--- Instruction 1 ---
According to the Cenovus results excerpt, on what date is the fourth-quarter dividend payable?
--- Instruction 2 ---
Rewrite the section of the Cenovus results excerpt that opens with the words "Cash flow, earnings" and closes with "quarter of 2013.", changing "Current tax" to "Current income tax".
--- Instruction 3 ---
Translate this sentence from the Cenovus results excerpt into Spanish: "Declaration of dividends is at the sole discretion of the board."

The Cenovus board of directors declared a fourth-quarter dividend of 26.62 cents per share, payable on Dec. 31, 2014, to common shareholders of record as of Dec. 15, 2014. Based on the Oct. 22, 2014, closing share price on the Toronto Stock Exchange of $26.27, this represents an annualized yield of about 4.1 per cent. Declaration of dividends is at the sole discretion of the board. Cenovus's continued commitment to a meaningful dividend is an important aspect of its strategy to focus on increasing total shareholder return.

Cash flow, earnings and capital investment:

  • Cenovus generated almost $1-billion in cash flow in the third quarter, 6 per cent higher than the same period a year earlier largely due to strong upstream operating cash flow driven by increased oil sands production volumes and higher natural gas prices as well as lower finance costs. Current tax was $35-million, down from $40-million in the third quarter of 2013.
  • Operating cash flow was almost $1.2-billion in the third quarter of 2014, comparable with the same period a year earlier. Approximately $1.1-billion of that operating cash flow was generated by Cenovus's oil and natural gas producing assets.
  • Operating cash flow in excess of capital invested was $112-million from oil sands, $163-million from conventional oil, $119-million from natural gas and $22-million from refining.
  • Operating earnings were $372-million in the third quarter, a 19-per-cent increase when compared with the same period a year earlier due to higher crude oil sales volumes driven by increased production at the company's oil sands operations and lower income tax expense resulting from a decrease in U.S. cash flow, partially offset by an increase in depreciation, depletion and amortization.

--- Source excerpt ---

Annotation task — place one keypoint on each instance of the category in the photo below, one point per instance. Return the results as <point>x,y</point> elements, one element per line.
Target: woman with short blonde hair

--- Complete output 1 ---
Dec. 31, 2014

--- Complete output 2 ---
Cash flow, earnings and capital investment:

  • Cenovus generated almost $1-billion in cash flow in the third quarter, 6 per cent higher than the same period a year earlier largely due to strong upstream operating cash flow driven by increased oil sands production volumes and higher natural gas prices as well as lower finance costs. Current income tax was $35-million, down from $40-million in the third quarter of 2013.

--- Complete output 3 ---
La declaración de dividendos queda a la entera discreción del consejo de administración.